* **Reading passage**:
-------------------------

Fix Japanese tokenization: a Japanese paragraph collapses into a single token today

# Why
- Current tokenizer (`scripts/knowledge-graph/tokenizer.ts:53-82`) splits on `\s+` after substituting ASCII punctuation for whitespace. Japanese text has no whitespace, so a paragraph like 「セッションの分析を実行する。次にテストを書く。」 enters as a single string.
- The cleaning regex `[^a-z0-9぀-鿿]` happens to **keep** Japanese punctuation (`。`, `、` are in the U+3000 block which falls inside that range), so even the punctuation does not act as a separator.
- The result is one giant token per Japanese run that survives stop-word filtering and lands in the vocabulary unique to that session — useless for TF-IDF, clustering, or similarity.
- The existing regression test (`scripts/__tests__/tokenizer.test.ts:137`) only asserts `not.toThrow()` and never inspects token contents, which is why this has stayed silent.

# What
- Tokenize Japanese into meaningful word-ish units so TF-IDF / clustering / similarity actually carry signal on Japanese-heavy sessions.

-------------------------

* **Exercise input**:
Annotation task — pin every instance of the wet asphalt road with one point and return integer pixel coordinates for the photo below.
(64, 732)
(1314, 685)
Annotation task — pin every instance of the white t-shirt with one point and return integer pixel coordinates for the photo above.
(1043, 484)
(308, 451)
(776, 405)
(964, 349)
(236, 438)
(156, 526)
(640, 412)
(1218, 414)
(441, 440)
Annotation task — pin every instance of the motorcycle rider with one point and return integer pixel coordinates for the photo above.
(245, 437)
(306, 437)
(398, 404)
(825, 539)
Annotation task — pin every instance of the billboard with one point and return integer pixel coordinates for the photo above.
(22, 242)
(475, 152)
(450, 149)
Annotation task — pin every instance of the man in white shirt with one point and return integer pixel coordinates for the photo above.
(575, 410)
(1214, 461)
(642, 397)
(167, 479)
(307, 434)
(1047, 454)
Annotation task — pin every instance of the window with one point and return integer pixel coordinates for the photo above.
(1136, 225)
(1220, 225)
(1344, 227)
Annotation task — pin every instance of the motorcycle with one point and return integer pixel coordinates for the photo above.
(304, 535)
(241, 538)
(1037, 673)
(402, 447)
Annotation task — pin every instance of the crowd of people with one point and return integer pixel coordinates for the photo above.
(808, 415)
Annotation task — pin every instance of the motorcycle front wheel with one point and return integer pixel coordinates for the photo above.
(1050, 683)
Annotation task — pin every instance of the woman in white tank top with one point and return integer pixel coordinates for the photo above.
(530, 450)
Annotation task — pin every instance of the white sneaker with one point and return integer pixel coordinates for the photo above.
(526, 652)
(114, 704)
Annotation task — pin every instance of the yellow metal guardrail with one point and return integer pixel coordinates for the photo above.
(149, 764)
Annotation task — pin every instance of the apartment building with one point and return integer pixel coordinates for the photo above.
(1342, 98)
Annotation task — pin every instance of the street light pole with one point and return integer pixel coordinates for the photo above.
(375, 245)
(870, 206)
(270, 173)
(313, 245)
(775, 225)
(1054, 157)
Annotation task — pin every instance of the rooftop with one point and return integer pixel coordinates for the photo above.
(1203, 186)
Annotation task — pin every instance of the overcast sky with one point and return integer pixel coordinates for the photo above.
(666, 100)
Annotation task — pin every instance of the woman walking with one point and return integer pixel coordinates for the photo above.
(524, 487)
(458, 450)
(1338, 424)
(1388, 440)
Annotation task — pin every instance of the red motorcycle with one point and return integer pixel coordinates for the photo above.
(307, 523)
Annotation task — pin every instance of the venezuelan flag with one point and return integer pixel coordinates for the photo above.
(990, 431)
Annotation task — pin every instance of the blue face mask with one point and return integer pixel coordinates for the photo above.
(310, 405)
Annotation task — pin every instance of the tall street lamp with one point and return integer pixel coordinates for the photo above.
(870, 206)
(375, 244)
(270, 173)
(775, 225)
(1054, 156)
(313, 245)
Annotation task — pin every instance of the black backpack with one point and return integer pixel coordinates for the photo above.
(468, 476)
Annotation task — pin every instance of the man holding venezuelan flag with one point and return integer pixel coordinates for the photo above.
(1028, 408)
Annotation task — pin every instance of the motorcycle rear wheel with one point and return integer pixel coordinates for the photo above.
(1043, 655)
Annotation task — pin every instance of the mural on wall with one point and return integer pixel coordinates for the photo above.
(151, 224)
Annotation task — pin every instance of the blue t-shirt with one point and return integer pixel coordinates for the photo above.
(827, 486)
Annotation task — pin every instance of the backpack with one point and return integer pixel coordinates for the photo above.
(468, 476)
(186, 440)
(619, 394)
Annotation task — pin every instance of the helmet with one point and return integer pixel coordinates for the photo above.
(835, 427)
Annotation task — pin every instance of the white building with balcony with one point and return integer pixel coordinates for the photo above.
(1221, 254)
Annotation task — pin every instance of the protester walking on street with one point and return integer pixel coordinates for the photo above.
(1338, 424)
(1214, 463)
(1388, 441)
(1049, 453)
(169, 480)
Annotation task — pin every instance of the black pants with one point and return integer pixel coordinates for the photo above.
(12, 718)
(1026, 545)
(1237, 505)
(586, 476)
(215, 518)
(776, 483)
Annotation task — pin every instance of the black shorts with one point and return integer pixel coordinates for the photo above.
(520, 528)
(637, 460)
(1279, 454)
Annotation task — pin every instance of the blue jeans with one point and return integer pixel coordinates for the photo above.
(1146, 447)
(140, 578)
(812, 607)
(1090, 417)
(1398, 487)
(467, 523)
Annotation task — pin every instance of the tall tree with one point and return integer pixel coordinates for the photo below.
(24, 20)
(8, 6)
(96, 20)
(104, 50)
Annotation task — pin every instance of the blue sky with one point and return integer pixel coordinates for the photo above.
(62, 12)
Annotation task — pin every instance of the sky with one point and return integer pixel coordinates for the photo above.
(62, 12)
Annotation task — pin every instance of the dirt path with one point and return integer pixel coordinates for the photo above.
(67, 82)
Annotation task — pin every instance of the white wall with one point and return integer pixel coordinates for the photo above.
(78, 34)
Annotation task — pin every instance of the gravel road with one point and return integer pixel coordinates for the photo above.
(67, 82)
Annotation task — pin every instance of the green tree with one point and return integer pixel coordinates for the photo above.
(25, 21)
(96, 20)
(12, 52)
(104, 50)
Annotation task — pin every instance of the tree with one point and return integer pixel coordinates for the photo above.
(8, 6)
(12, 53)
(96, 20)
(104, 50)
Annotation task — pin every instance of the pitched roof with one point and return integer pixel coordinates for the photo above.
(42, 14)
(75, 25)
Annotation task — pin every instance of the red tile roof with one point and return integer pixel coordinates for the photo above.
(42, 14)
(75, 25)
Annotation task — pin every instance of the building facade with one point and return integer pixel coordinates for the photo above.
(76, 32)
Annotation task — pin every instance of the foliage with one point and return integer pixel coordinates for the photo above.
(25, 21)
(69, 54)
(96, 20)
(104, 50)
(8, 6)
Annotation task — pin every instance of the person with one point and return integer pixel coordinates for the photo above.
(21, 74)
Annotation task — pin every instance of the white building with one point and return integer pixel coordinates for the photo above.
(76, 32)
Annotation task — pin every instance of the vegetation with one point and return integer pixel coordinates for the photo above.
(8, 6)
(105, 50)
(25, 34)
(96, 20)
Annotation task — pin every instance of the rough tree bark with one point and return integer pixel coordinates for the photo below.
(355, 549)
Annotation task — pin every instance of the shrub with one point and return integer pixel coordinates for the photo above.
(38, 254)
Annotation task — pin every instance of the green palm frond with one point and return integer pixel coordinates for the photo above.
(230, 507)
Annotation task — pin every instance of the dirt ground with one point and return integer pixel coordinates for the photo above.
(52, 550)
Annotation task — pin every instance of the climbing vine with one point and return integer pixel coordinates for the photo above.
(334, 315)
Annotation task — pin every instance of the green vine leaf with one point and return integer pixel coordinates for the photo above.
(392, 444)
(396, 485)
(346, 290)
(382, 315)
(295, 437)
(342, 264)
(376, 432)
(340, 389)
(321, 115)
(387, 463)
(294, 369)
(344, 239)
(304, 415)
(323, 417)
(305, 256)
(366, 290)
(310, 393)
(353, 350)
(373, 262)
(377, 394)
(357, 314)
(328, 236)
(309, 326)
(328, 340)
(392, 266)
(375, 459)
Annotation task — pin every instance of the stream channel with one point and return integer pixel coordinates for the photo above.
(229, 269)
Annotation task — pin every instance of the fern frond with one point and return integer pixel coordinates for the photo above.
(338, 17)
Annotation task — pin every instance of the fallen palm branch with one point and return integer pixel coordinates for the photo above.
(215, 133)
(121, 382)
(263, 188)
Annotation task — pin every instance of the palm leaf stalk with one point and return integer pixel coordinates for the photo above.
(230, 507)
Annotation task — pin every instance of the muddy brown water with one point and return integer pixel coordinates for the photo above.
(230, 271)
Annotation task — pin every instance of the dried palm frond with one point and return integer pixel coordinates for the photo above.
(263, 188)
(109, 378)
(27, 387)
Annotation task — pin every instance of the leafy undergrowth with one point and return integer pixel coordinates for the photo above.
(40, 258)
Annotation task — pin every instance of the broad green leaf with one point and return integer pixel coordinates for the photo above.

-------------------------

* **Tasks to carry out**:
1. Convert the rows, starting at the line containing "Annotation task — pin every instance of the crowd" and ending at the line containing "(1050, 683)", into a Markdown table with the columns Line and Text, leaving out any blank lines.
2. Carry on the write-up about fixing Japanese tokenization, picking up after its last sentence.

* **Outputs in order**:
1.
| Line | Text |
|---|---|
| 1 | Annotation task — pin every instance of the crowd of people with one point and return integer pixel coordinates for the photo above. |
| 2 | (808, 415) |
| 3 | Annotation task — pin every instance of the motorcycle front wheel with one point and return integer pixel coordinates for the photo above. |
| 4 | (1050, 683) |

2.
- Add tests that assert token **contents** for Japanese input (the current crash-only test is not enough).
- The public surface (`tokenize(text: string): string[]`) should stay the same so call sites do not change.

# How (primary proposal)
- Adopt `Intl.Segmenter('ja', { granularity: 'word' })`. Built into Node 22+, which matches the project's CI target. Zero new dependencies, no WASM cold-start, CLDR-backed quality.
- Mixed-script handling stays simple: detect CJK runs and feed them through `Intl.Segmenter`, fall back to the existing whitespace path for the rest.

# Alternative approaches to weigh
This issue does **not** mandate `Intl.Segmenter`. Other directions worth evaluating before committing:

- **Character n-grams (bi/tri-gram)**: zero deps, robust against mixed-script noise, but inflates vocabulary and adds noise to TF-IDF. Probably best as a *fallback* layer under `Intl.Segmenter`, not as a replacement.
- **kuromoji.js**: classic pure-JS morphological analyzer, IPADIC-based. Highest quality among JS-only options but ships ~30 MB of dictionary on first run and the dictionary is dated.
- **lindera-wasm / sudachi.rs via WASM**: modern morphological analyzers compiled to WASM. Better dictionaries, smaller cold-start than kuromoji once cached, but pulls in a WASM toolchain dependency.
- **Hybrid `Intl.Segmenter` + bigram fallback** when the segmenter returns suspicious output (e.g. one very long token): a cheap defensive layer worth considering whatever the primary choice is.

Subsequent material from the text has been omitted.